## START Input

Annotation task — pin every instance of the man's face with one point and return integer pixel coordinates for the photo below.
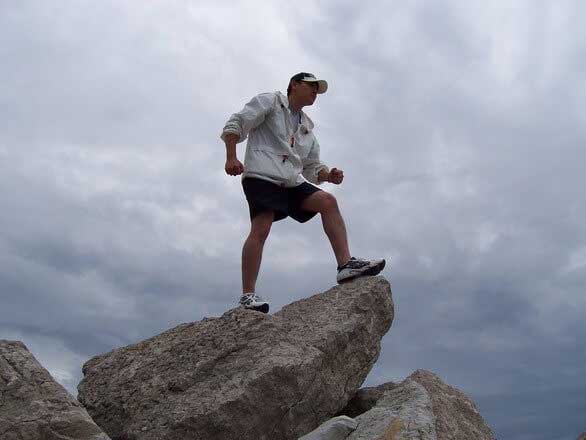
(306, 91)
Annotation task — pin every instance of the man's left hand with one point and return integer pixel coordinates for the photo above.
(336, 176)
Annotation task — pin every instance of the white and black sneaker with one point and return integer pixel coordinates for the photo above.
(358, 267)
(254, 302)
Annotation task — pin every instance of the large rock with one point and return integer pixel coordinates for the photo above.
(366, 398)
(33, 406)
(422, 407)
(245, 375)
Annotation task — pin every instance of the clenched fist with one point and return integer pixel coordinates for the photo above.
(234, 167)
(336, 176)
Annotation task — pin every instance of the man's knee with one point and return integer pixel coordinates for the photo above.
(328, 202)
(261, 226)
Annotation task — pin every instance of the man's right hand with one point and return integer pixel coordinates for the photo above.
(234, 167)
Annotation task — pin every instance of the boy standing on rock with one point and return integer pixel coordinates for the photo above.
(281, 168)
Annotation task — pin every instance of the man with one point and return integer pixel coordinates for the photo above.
(282, 156)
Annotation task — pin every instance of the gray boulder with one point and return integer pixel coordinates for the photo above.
(422, 407)
(337, 428)
(244, 375)
(33, 406)
(365, 399)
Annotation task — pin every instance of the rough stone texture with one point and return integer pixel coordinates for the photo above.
(422, 407)
(35, 407)
(337, 428)
(245, 375)
(404, 412)
(365, 399)
(456, 415)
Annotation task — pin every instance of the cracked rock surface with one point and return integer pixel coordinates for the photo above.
(244, 375)
(33, 406)
(422, 407)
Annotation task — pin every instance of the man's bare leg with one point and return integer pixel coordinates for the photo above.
(333, 223)
(252, 249)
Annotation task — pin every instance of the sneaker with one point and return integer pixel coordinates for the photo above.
(358, 267)
(254, 302)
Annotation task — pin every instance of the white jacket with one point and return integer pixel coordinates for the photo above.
(265, 120)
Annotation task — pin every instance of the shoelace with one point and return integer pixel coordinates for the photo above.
(355, 263)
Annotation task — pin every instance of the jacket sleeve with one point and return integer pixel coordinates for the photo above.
(312, 164)
(250, 117)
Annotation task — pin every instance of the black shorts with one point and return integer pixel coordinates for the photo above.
(266, 196)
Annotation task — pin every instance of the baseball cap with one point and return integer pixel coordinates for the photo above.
(322, 85)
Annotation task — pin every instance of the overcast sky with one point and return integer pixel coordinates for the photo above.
(461, 130)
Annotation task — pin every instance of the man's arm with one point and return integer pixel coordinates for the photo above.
(334, 176)
(233, 166)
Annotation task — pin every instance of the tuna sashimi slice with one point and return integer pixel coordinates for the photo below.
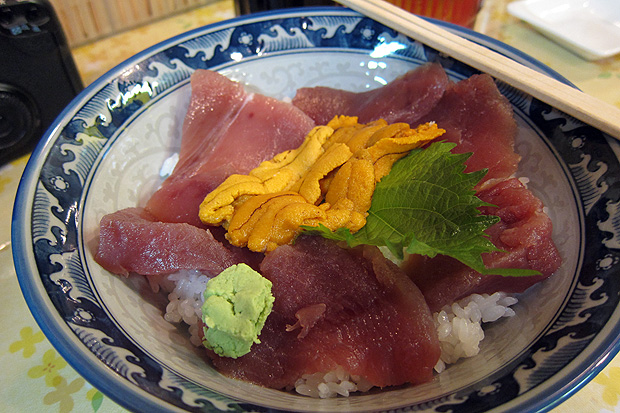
(131, 241)
(479, 119)
(225, 131)
(524, 232)
(338, 307)
(405, 99)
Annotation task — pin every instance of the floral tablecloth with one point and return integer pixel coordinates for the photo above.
(35, 378)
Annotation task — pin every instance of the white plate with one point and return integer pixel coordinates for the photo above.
(590, 28)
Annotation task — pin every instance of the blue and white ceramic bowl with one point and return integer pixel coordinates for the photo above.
(105, 152)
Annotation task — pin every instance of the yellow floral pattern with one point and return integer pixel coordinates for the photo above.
(52, 363)
(29, 339)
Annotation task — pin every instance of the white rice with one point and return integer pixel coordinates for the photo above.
(459, 328)
(185, 300)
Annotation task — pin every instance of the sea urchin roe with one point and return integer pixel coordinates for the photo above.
(329, 180)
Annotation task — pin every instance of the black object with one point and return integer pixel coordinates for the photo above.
(252, 6)
(38, 76)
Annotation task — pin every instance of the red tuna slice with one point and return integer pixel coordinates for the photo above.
(131, 241)
(479, 119)
(405, 99)
(360, 312)
(225, 131)
(524, 232)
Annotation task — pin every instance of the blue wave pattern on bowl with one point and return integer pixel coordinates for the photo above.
(591, 165)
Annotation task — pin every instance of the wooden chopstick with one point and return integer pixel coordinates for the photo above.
(567, 99)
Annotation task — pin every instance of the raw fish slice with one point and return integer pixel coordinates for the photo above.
(479, 119)
(131, 241)
(364, 315)
(524, 232)
(405, 99)
(225, 131)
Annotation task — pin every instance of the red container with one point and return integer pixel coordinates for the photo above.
(461, 12)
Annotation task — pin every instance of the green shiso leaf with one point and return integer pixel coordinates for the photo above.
(426, 205)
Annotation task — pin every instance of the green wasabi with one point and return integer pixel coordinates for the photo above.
(236, 305)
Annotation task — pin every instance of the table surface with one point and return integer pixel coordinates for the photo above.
(36, 378)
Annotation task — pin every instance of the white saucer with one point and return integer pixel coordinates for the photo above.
(590, 28)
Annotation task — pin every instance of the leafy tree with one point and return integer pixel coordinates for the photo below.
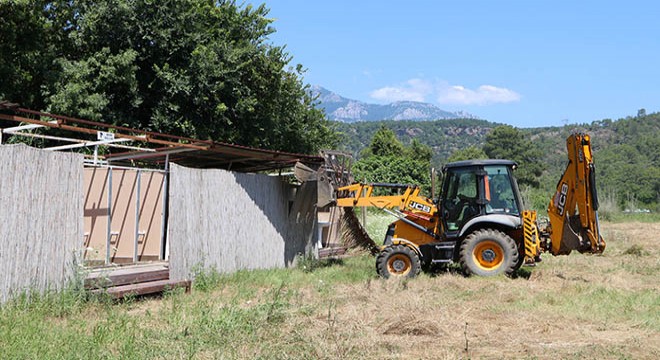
(387, 160)
(469, 153)
(384, 143)
(196, 68)
(507, 142)
(419, 151)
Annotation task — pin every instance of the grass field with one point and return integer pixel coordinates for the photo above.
(574, 307)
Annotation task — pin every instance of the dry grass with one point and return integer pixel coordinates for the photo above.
(575, 307)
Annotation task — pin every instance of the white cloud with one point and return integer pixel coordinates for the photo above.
(412, 90)
(483, 95)
(444, 93)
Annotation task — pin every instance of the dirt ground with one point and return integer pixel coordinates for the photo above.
(575, 306)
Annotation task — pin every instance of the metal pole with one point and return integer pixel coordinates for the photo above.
(137, 217)
(163, 222)
(109, 238)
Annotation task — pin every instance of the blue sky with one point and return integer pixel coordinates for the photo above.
(524, 63)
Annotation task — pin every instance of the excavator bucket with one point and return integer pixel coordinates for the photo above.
(573, 211)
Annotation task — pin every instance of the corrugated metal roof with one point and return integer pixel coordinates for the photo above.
(181, 150)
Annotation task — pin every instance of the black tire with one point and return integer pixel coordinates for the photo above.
(398, 261)
(489, 252)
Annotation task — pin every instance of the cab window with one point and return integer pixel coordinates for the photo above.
(500, 195)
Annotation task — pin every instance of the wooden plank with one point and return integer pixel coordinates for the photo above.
(124, 278)
(151, 287)
(332, 251)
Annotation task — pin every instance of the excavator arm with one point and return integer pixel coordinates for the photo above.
(409, 200)
(573, 210)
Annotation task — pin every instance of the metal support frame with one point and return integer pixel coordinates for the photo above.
(86, 144)
(137, 215)
(109, 238)
(164, 246)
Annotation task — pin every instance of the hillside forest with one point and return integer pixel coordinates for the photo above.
(627, 154)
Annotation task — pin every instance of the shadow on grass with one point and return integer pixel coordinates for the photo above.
(309, 264)
(455, 269)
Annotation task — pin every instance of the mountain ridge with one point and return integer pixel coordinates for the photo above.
(339, 108)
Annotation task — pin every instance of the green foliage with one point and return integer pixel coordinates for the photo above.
(626, 151)
(507, 142)
(195, 68)
(385, 143)
(469, 153)
(389, 161)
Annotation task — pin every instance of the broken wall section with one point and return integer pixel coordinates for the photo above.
(41, 219)
(231, 221)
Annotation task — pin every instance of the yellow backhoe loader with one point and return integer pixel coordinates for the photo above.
(478, 220)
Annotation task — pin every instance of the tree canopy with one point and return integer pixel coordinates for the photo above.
(196, 68)
(387, 160)
(507, 142)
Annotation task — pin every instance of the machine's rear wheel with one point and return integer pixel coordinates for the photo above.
(398, 260)
(489, 252)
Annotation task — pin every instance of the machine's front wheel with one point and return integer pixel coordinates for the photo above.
(398, 260)
(489, 252)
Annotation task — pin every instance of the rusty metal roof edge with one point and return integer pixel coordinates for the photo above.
(212, 144)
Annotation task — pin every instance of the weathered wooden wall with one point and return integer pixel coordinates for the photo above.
(41, 218)
(230, 221)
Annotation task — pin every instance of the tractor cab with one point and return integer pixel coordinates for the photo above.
(475, 191)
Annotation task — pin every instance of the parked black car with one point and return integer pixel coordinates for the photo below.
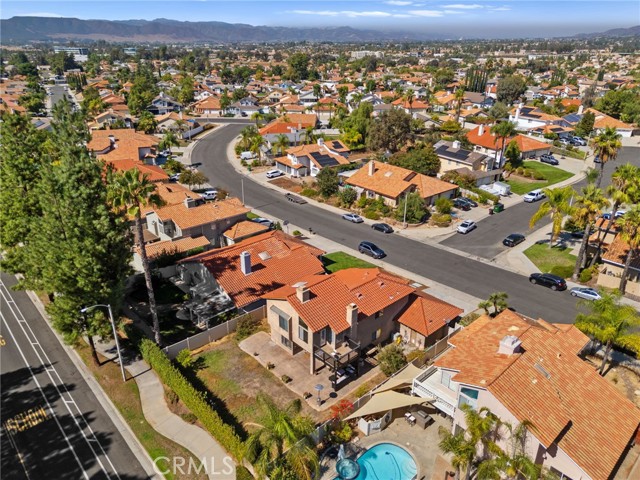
(382, 227)
(513, 240)
(371, 249)
(548, 280)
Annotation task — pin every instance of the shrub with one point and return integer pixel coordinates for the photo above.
(444, 205)
(391, 359)
(194, 400)
(564, 271)
(246, 327)
(184, 358)
(586, 275)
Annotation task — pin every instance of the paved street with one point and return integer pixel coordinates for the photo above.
(473, 277)
(486, 240)
(53, 426)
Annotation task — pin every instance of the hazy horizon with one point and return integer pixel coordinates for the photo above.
(455, 18)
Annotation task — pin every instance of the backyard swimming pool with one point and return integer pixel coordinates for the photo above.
(386, 461)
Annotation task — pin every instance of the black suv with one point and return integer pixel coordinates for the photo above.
(548, 280)
(371, 249)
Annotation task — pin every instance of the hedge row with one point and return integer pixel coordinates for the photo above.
(192, 398)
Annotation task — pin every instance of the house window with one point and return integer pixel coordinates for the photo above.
(283, 322)
(468, 396)
(303, 331)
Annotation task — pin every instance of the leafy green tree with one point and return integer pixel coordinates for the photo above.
(587, 208)
(130, 191)
(327, 182)
(281, 446)
(391, 359)
(413, 205)
(610, 323)
(606, 146)
(510, 88)
(390, 131)
(557, 206)
(629, 226)
(585, 126)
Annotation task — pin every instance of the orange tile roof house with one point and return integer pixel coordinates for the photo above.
(252, 268)
(333, 317)
(192, 217)
(391, 183)
(525, 369)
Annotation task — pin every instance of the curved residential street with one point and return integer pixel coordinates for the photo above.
(457, 271)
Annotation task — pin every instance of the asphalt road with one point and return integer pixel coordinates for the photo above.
(456, 271)
(53, 426)
(486, 240)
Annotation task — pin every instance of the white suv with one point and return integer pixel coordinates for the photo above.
(534, 196)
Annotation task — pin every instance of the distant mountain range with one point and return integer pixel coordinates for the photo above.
(26, 29)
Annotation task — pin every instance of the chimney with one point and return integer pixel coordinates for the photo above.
(303, 293)
(189, 202)
(352, 319)
(245, 262)
(509, 345)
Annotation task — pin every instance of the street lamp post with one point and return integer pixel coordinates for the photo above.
(115, 333)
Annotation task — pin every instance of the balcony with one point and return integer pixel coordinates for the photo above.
(427, 385)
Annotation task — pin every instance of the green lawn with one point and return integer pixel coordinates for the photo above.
(552, 174)
(340, 260)
(546, 258)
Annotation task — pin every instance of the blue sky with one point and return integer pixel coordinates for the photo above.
(461, 18)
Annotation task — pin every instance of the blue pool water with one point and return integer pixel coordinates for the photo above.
(386, 461)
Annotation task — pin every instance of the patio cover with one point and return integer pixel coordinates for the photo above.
(402, 379)
(385, 401)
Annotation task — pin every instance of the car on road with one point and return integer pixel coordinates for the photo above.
(461, 204)
(210, 194)
(294, 198)
(585, 292)
(371, 249)
(382, 227)
(534, 195)
(466, 226)
(275, 173)
(550, 159)
(352, 217)
(513, 240)
(554, 282)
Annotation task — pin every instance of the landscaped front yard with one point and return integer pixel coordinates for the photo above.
(546, 258)
(552, 174)
(339, 261)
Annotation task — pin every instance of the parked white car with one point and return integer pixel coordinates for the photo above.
(275, 173)
(534, 196)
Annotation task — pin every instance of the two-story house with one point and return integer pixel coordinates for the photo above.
(530, 370)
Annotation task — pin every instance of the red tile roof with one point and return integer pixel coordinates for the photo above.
(277, 260)
(546, 383)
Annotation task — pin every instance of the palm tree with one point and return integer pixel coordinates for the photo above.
(587, 208)
(610, 323)
(281, 144)
(459, 96)
(131, 190)
(282, 440)
(503, 130)
(629, 232)
(606, 146)
(557, 205)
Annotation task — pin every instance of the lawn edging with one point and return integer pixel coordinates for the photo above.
(192, 398)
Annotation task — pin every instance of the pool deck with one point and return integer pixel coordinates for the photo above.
(421, 443)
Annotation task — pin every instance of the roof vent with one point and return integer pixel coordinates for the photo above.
(509, 345)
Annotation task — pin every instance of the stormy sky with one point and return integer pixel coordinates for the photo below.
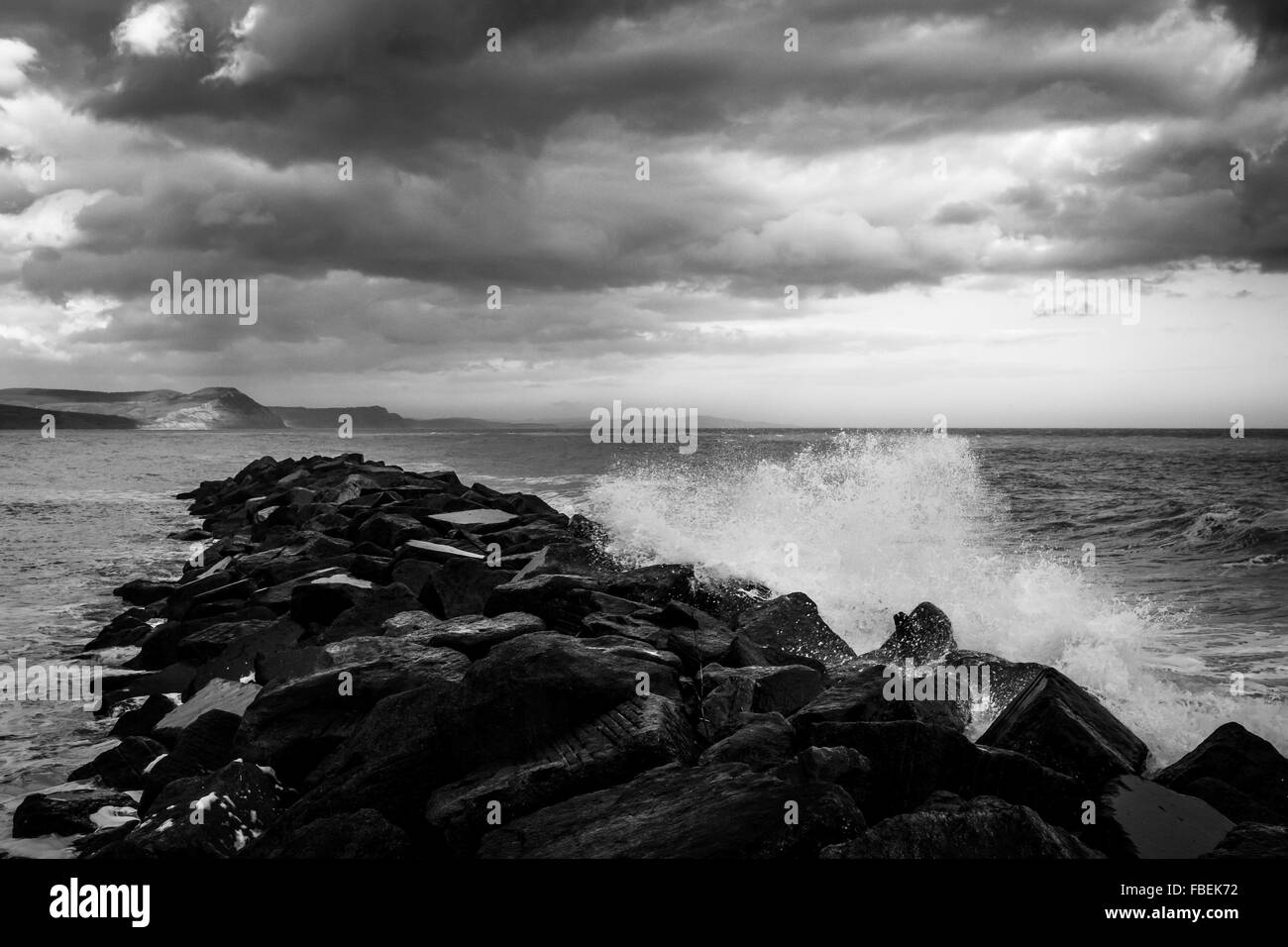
(914, 169)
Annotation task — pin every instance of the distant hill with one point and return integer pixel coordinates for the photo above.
(18, 418)
(364, 418)
(209, 408)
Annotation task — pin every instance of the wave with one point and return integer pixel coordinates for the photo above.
(868, 525)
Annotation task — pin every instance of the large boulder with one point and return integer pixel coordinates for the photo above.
(1237, 759)
(912, 759)
(1063, 727)
(1252, 840)
(867, 694)
(1136, 818)
(790, 628)
(364, 834)
(292, 724)
(951, 827)
(719, 810)
(471, 634)
(65, 812)
(638, 735)
(537, 685)
(121, 767)
(210, 815)
(220, 693)
(921, 637)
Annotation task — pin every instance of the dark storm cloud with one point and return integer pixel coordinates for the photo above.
(516, 169)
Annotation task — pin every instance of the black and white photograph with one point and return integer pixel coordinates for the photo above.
(850, 434)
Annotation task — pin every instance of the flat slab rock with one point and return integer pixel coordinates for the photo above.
(1138, 818)
(231, 696)
(1061, 725)
(635, 736)
(721, 810)
(980, 827)
(473, 518)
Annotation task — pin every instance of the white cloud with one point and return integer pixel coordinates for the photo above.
(151, 29)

## END Input

== To be done ==
Repeat, with no changes, each line from the one with "Annotation task — pin every instance of the large boulder" to the end of the listing, including both ends and nothing else.

== The response ==
Annotation task — pin every instance of the large boulder with one point and return integer pixel coordinates for the photo above.
(1237, 759)
(912, 759)
(1063, 727)
(1252, 840)
(867, 694)
(1136, 818)
(790, 628)
(364, 834)
(292, 724)
(951, 827)
(719, 810)
(471, 634)
(65, 812)
(638, 735)
(537, 685)
(121, 767)
(210, 815)
(220, 693)
(921, 637)
Annotation task — pin every instance of the dark storm cloud with one point and return integer pixel coordinates for the photo above.
(516, 169)
Annotation task — pin every instance of the black and white photograph with one point and return integer pixel coordinates for the photo above.
(850, 434)
Annotation task — pin every instance of the flat slab rock with one point and return integer pixel coordinates for the photo above.
(1138, 818)
(231, 696)
(1061, 725)
(635, 736)
(721, 810)
(980, 827)
(473, 518)
Annotation task — pin every instance of the white cloud with one point and return integer pixel coordinates for the photo above.
(151, 29)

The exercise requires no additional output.